===== Extracted entries =====
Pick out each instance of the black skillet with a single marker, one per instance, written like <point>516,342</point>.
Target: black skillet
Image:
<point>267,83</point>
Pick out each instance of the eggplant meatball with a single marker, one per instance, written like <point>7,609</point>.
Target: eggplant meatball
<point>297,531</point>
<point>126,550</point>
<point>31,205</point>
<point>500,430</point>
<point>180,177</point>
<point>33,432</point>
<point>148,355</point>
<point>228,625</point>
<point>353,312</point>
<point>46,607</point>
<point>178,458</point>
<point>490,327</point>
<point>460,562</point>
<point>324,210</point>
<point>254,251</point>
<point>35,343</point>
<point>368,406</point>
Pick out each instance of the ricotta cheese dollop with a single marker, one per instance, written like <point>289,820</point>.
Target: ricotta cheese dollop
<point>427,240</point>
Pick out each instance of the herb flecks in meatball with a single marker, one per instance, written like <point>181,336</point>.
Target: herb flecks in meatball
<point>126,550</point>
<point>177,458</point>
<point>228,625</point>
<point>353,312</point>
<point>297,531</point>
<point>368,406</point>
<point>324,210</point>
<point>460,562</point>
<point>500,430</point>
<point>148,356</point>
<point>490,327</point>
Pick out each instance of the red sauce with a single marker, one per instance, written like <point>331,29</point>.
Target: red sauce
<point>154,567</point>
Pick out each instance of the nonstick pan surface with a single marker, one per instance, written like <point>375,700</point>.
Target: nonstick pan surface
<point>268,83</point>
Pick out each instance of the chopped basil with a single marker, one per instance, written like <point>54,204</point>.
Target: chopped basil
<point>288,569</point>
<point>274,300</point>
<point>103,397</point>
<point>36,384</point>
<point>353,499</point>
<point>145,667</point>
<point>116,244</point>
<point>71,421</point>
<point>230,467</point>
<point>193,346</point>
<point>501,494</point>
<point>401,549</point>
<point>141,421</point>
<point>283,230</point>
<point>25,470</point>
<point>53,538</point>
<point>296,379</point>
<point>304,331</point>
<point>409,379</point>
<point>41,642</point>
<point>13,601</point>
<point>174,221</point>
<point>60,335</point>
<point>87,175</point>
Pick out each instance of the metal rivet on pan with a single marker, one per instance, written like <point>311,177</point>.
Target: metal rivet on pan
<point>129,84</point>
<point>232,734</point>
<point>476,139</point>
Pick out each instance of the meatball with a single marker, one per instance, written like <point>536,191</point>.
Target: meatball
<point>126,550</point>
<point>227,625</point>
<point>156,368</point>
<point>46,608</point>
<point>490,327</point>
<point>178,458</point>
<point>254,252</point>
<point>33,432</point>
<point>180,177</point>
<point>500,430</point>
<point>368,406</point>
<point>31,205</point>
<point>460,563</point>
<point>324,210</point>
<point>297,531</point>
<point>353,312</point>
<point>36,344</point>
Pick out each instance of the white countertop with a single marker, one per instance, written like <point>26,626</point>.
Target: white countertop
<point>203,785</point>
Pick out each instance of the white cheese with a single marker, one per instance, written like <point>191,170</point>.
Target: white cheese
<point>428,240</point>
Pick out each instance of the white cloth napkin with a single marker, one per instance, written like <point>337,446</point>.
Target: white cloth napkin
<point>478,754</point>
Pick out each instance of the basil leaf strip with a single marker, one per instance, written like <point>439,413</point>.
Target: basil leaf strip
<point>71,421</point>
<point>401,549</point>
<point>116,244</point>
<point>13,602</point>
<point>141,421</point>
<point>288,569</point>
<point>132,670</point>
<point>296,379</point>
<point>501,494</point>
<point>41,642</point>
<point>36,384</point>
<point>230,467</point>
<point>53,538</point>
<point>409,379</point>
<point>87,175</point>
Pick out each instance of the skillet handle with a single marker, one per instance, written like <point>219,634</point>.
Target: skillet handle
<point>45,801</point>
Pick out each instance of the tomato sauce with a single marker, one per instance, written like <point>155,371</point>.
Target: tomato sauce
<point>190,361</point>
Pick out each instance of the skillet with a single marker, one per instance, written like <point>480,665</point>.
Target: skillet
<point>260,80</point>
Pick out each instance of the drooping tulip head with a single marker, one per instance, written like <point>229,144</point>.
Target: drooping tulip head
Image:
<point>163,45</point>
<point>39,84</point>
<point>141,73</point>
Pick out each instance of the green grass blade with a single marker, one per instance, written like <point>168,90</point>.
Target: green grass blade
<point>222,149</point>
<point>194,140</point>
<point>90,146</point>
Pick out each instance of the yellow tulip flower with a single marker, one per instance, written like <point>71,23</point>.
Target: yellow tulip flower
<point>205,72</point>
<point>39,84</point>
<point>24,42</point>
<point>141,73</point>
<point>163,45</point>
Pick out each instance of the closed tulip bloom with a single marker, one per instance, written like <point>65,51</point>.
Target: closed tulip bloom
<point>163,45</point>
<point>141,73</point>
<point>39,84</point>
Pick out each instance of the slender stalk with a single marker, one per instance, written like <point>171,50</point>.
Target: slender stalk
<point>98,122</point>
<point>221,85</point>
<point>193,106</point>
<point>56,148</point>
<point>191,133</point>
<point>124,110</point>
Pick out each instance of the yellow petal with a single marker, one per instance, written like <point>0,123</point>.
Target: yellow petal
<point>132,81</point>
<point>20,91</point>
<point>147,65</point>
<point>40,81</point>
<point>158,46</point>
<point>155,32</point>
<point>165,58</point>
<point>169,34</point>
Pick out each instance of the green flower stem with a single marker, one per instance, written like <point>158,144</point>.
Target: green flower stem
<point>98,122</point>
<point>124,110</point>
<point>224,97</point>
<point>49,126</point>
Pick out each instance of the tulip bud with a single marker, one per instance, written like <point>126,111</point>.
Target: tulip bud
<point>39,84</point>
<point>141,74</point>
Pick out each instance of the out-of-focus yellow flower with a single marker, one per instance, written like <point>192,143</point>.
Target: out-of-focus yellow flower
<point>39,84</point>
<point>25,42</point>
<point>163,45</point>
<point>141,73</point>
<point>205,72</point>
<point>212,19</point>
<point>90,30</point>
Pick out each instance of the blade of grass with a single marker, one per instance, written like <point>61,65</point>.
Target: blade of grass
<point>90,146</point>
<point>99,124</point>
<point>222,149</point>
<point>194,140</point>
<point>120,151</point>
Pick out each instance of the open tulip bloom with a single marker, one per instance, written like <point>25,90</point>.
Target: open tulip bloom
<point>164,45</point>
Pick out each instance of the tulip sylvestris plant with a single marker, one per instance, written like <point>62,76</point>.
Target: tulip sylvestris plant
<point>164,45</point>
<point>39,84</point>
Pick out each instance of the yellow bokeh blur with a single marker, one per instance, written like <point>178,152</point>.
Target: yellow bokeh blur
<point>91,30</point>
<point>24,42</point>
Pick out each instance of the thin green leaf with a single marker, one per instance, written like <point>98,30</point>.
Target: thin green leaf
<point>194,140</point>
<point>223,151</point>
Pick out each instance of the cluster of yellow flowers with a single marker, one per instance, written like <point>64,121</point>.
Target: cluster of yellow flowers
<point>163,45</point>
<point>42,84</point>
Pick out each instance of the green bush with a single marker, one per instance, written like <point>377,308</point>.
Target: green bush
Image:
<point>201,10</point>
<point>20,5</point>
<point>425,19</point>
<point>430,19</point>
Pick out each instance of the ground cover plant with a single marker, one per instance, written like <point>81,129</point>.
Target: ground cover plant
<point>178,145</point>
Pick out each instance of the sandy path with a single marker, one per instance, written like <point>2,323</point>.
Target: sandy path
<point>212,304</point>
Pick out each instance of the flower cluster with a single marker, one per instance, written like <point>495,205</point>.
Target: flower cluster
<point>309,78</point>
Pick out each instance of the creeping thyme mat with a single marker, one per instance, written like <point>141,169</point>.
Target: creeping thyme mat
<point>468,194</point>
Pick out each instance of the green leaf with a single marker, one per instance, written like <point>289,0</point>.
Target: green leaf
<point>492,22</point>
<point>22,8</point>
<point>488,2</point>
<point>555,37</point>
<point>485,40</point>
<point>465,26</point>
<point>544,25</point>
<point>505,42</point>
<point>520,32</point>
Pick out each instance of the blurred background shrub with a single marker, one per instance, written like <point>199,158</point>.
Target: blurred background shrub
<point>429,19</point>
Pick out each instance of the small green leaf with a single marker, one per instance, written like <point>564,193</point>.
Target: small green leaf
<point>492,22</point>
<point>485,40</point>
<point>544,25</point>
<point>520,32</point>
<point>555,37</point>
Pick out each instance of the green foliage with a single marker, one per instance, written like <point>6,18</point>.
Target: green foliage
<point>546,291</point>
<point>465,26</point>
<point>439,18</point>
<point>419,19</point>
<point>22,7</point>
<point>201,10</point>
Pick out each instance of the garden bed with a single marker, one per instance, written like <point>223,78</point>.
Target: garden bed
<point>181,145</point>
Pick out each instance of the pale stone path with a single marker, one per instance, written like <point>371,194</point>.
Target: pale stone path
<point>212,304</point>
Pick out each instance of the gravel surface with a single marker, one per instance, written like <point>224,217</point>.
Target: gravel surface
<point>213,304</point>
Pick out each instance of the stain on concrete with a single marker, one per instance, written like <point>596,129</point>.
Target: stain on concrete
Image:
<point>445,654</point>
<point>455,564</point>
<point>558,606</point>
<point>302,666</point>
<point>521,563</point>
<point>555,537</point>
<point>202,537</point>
=====
===== Extracted entries =====
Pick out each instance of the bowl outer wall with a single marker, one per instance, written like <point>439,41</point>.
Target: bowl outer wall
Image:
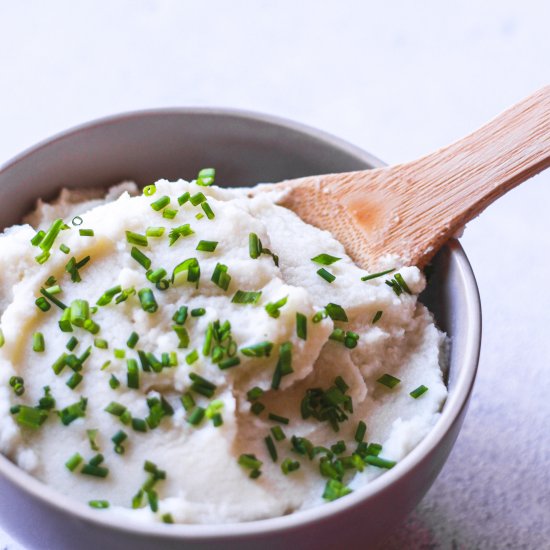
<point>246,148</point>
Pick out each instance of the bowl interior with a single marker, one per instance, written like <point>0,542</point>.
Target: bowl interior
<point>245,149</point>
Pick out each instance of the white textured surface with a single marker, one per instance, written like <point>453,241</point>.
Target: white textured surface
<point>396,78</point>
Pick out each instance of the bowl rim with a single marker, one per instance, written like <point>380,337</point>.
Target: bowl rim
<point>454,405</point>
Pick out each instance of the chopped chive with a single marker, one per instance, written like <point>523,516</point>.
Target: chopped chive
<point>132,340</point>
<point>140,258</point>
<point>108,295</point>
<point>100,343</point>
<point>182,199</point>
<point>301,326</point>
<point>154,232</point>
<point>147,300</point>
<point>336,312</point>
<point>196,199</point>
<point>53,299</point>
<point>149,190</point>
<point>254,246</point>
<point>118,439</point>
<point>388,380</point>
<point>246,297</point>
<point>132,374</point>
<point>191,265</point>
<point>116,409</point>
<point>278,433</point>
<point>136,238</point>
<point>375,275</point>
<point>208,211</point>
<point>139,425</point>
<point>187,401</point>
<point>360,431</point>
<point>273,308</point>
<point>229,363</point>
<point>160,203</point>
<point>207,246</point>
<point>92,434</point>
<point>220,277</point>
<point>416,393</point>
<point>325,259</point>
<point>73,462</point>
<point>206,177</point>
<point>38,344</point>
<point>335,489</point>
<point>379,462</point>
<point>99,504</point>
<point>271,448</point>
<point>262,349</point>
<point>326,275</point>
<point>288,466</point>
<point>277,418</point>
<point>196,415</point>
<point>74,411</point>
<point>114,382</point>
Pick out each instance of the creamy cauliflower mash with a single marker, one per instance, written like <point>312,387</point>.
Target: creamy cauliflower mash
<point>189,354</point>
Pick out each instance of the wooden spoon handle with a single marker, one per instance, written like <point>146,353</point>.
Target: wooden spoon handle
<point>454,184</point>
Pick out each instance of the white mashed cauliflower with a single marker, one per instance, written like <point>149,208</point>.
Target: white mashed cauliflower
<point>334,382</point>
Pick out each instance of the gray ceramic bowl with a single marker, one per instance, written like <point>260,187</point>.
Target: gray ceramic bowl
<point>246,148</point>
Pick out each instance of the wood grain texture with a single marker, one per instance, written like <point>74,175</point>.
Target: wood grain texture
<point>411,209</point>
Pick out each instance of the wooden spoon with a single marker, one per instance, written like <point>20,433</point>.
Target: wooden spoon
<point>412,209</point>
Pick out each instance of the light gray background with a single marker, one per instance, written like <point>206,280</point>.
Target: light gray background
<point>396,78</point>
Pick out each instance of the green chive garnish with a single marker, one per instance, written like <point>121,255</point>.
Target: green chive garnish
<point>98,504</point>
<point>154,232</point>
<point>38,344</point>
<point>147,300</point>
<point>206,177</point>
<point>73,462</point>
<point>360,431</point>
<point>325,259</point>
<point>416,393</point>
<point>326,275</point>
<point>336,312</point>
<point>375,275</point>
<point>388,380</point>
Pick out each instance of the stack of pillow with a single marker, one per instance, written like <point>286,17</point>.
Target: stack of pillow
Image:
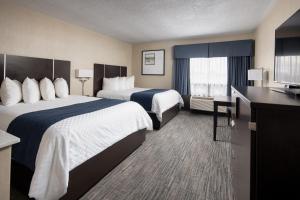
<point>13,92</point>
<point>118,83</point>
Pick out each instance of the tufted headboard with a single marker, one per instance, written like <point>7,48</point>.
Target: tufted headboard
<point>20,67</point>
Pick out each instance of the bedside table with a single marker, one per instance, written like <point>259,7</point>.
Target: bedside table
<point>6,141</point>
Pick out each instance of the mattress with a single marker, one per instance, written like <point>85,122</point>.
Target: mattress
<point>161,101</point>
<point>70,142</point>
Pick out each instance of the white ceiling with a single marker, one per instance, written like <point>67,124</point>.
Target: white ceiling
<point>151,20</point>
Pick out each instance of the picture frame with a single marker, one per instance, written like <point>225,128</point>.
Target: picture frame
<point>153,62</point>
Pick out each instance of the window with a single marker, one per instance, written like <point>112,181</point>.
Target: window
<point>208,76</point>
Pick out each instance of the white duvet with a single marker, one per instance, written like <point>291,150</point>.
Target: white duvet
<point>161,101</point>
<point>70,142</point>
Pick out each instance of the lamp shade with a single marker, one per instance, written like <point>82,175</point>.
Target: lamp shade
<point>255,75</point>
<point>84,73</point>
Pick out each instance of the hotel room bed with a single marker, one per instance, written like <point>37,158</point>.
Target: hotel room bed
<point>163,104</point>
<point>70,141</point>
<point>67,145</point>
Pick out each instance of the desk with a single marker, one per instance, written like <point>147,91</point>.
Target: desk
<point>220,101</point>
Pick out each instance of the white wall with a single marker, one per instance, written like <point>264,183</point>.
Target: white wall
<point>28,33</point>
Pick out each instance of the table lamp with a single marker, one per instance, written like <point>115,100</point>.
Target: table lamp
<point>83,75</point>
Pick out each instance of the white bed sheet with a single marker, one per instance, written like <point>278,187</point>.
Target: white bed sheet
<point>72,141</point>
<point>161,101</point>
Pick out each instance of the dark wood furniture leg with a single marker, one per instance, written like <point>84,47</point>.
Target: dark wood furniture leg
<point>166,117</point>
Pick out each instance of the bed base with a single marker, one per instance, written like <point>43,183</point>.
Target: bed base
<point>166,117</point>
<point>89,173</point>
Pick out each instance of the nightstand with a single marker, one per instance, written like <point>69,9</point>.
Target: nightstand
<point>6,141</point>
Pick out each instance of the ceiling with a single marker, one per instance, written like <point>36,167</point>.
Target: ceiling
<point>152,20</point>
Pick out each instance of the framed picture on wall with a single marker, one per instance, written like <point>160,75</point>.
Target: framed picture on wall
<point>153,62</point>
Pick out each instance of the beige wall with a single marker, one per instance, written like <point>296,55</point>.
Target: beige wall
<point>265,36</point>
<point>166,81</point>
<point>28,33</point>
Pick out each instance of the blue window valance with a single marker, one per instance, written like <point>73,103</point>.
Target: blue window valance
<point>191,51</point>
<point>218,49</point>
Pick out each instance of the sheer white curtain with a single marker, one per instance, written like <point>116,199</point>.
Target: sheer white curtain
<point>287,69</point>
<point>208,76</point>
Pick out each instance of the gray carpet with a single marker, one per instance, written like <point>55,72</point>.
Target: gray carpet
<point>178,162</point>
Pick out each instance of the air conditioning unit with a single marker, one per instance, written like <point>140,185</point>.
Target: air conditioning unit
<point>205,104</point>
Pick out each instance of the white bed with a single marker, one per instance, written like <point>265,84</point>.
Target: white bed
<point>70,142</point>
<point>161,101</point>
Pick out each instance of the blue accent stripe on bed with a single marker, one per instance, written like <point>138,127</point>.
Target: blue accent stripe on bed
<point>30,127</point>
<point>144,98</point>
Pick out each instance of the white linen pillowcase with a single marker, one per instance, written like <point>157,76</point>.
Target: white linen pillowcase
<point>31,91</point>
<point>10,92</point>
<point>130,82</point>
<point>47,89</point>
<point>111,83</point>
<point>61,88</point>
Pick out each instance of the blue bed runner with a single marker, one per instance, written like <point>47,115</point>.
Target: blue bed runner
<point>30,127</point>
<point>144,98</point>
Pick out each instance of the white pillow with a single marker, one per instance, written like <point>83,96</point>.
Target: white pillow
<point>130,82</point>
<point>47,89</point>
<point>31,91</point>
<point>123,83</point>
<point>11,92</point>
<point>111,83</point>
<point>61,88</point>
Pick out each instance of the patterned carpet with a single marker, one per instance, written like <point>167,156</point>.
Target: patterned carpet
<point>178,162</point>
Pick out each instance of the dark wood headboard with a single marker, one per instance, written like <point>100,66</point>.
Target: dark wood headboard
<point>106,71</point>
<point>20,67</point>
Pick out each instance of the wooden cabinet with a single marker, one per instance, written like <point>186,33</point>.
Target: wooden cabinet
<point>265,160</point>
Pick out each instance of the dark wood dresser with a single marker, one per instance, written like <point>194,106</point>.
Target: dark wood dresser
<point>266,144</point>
=====
===== Extracted entries =====
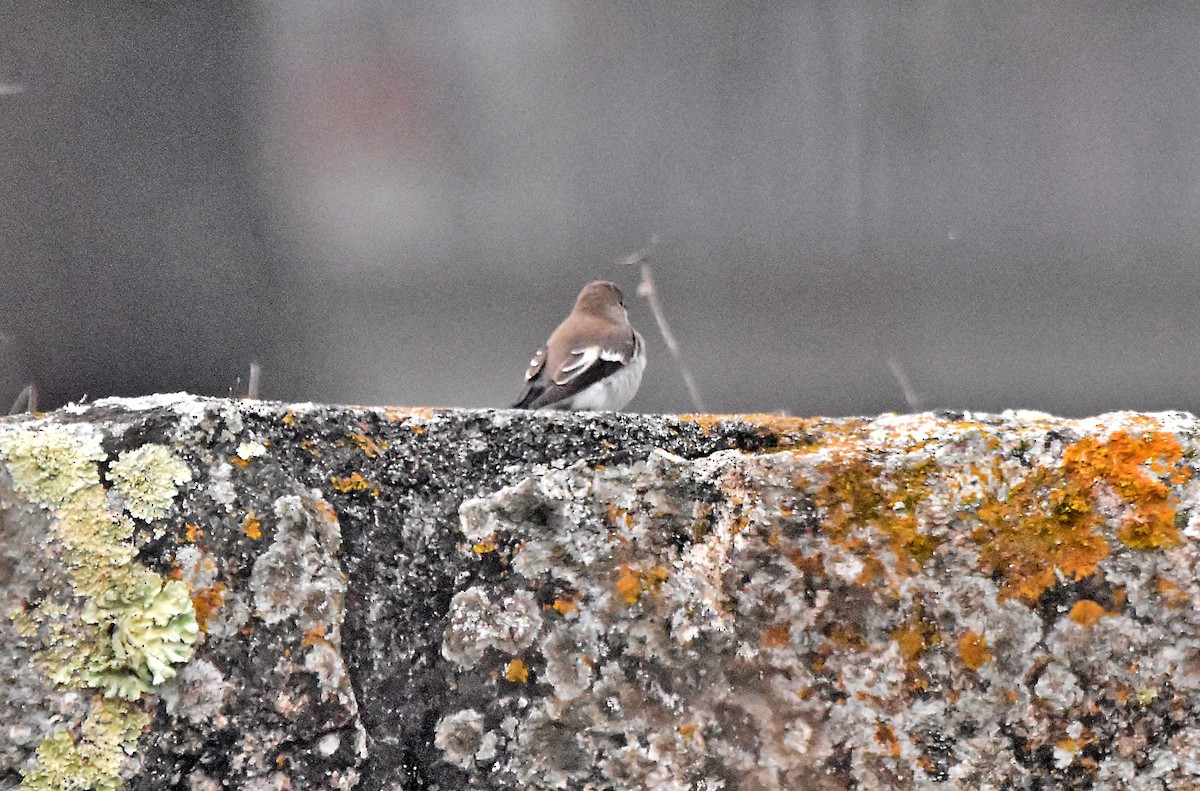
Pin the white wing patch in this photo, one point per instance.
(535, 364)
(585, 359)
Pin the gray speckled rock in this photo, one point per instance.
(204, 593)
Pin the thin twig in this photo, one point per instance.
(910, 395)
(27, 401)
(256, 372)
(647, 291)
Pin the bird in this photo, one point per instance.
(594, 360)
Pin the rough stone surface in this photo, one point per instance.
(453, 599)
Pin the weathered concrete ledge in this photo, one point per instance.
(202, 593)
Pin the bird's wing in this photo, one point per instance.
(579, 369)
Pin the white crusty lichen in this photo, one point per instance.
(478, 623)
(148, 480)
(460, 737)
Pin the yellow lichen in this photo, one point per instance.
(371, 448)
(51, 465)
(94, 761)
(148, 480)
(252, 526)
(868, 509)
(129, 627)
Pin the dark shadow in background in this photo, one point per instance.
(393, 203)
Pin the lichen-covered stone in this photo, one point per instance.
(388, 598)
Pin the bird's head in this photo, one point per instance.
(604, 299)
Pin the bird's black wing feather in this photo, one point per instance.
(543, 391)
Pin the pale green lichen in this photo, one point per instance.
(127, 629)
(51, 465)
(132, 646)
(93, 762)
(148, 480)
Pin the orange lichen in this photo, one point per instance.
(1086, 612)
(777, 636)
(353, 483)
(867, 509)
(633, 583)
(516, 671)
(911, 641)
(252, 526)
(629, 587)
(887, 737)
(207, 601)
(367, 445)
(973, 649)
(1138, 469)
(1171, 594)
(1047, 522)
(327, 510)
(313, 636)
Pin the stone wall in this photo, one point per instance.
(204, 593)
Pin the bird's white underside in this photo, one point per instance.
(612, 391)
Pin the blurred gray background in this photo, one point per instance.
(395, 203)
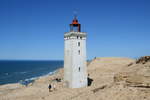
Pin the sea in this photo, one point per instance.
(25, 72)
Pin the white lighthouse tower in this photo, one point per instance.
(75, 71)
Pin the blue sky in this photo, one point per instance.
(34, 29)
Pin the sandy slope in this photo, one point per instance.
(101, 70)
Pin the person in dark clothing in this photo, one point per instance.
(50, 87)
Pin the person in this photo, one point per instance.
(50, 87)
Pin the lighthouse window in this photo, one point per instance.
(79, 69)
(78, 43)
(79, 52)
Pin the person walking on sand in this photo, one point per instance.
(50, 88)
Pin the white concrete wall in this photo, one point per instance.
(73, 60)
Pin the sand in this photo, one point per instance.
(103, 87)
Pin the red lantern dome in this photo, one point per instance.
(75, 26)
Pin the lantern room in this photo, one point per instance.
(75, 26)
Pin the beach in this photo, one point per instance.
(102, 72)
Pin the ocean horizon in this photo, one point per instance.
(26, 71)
=====
Task objective -> Could you find each line in the entries that contains the string "stain" and copy it?

Your response ->
Pick out each instance of the stain on concrete with a single marker, one per instance, written like <point>596,129</point>.
Target: stain on concrete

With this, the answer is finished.